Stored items
::::::

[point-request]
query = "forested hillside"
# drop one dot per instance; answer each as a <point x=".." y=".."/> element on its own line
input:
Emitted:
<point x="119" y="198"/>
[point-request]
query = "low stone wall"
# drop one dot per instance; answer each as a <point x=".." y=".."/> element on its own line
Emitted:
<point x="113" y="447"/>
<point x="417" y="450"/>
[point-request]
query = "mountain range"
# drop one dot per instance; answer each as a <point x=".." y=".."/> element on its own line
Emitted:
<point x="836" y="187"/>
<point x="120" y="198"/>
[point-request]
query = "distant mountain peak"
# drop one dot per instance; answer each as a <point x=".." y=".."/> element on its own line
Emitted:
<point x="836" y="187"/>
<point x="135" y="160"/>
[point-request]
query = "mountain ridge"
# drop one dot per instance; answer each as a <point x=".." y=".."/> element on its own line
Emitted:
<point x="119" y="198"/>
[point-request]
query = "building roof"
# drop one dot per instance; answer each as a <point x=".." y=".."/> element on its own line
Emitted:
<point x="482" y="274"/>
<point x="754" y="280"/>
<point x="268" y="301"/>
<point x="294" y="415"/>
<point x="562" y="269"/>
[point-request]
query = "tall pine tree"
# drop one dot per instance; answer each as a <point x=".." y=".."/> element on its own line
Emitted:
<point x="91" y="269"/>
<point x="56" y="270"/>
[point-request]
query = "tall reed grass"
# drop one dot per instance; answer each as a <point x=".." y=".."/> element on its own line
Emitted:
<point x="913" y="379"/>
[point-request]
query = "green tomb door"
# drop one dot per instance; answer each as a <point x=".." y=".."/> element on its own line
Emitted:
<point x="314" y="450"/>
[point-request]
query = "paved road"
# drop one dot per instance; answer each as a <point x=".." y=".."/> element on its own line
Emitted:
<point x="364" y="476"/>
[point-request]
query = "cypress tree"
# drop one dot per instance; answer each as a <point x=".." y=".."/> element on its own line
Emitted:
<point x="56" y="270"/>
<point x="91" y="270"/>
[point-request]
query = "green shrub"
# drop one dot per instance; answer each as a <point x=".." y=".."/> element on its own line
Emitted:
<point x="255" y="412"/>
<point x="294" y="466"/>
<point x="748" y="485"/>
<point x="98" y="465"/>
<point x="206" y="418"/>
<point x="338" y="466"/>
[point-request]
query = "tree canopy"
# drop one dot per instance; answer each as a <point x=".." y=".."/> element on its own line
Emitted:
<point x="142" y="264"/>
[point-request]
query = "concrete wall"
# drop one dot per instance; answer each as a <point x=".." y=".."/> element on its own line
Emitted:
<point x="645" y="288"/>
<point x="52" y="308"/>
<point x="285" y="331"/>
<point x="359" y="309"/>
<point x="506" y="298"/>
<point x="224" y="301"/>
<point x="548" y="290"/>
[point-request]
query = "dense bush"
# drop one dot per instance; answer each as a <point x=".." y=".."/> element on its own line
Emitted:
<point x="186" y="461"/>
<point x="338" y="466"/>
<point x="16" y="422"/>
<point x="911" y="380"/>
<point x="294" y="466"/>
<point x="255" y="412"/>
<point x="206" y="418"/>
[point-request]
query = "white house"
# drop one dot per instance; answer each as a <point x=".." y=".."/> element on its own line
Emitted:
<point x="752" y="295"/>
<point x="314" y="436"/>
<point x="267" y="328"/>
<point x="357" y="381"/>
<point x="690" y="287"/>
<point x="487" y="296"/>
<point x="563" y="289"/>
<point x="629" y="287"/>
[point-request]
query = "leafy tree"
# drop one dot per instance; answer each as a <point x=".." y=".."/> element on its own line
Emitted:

::::::

* **Work instruction**:
Write all of the records out exactly, including every line.

* **Answer**:
[point-request]
query = "forested hillside"
# drop one dot per instance; answer each as a <point x=".." y=".."/> element on its own line
input:
Emitted:
<point x="119" y="198"/>
[point-request]
query = "low stone wall"
# drop one dot per instance; answer each as a <point x=".." y=".."/> element on its own line
Emitted:
<point x="113" y="447"/>
<point x="417" y="450"/>
[point-request]
query = "mountain range"
# drop one dot per instance; answer each as a <point x=".." y=".."/> element on its own line
Emitted:
<point x="836" y="187"/>
<point x="120" y="198"/>
[point-request]
query = "distant mountain peak"
# drop one dot per instance; answer each as a <point x=".." y=".."/> element on its own line
Emitted:
<point x="836" y="187"/>
<point x="135" y="160"/>
[point-request]
query = "mountain ridge"
# drop one dot per instance; answer each as a <point x=".." y=".."/> element on its own line
Emitted:
<point x="119" y="198"/>
[point-request]
query = "building roof"
# drop one dot per instance; answer each as a <point x=".." y=".."/> element on its own line
Emitted:
<point x="482" y="274"/>
<point x="754" y="280"/>
<point x="268" y="301"/>
<point x="294" y="415"/>
<point x="562" y="269"/>
[point-request]
query = "tall pine tree"
# drop one dot per instance; answer each as a <point x=".." y=".."/> element on its own line
Emitted:
<point x="91" y="269"/>
<point x="56" y="270"/>
[point-request]
query = "tall reed grass"
# drop one dot per instance; answer each as a <point x=".." y=".."/> element on its own line
Emitted:
<point x="913" y="379"/>
[point-request]
query = "green tomb door"
# drop one dot per instance; answer each as a <point x=".." y=".."/> element on its own line
Emitted:
<point x="314" y="450"/>
[point-request]
query = "paved road"
# drop one dot per instance; answer each as a <point x=".." y=".."/> element on its own line
Emitted:
<point x="364" y="476"/>
[point-request]
query = "cypress tree"
# drop one dot per instance; answer each as a <point x=".." y=".."/> element on its own line
Emitted:
<point x="56" y="270"/>
<point x="91" y="270"/>
[point-request]
query = "green shrub"
# drop one dot per instance; answer each as a <point x=".." y=".."/> element on its own line
Emitted:
<point x="255" y="412"/>
<point x="294" y="466"/>
<point x="748" y="485"/>
<point x="98" y="465"/>
<point x="206" y="418"/>
<point x="338" y="466"/>
[point-request]
query = "tree canopy"
# drop one dot per instance; answer each as a <point x=".." y=".."/> element on its own line
Emitted:
<point x="142" y="264"/>
[point-request]
query = "concrete wall"
# drop one dot per instance; answer each as a <point x=".." y=".."/> element on its own line
Emitted:
<point x="645" y="288"/>
<point x="52" y="308"/>
<point x="285" y="331"/>
<point x="359" y="309"/>
<point x="506" y="298"/>
<point x="224" y="301"/>
<point x="548" y="290"/>
[point-request]
query = "dense bush"
# drop one dot per instance; answer each as a <point x=".." y=".."/> element on its own line
Emitted:
<point x="186" y="461"/>
<point x="338" y="466"/>
<point x="16" y="422"/>
<point x="911" y="380"/>
<point x="294" y="466"/>
<point x="255" y="412"/>
<point x="206" y="418"/>
[point-request]
query = "white house"
# drop one dot per instance; answer each as a <point x=".." y=".."/> element on its own line
Emitted:
<point x="752" y="295"/>
<point x="314" y="436"/>
<point x="267" y="328"/>
<point x="357" y="381"/>
<point x="690" y="287"/>
<point x="487" y="296"/>
<point x="563" y="289"/>
<point x="629" y="287"/>
[point-request]
query = "leafy tree"
# drop one dot per instance; answer each as a <point x=".." y=".."/> element on its own line
Emitted:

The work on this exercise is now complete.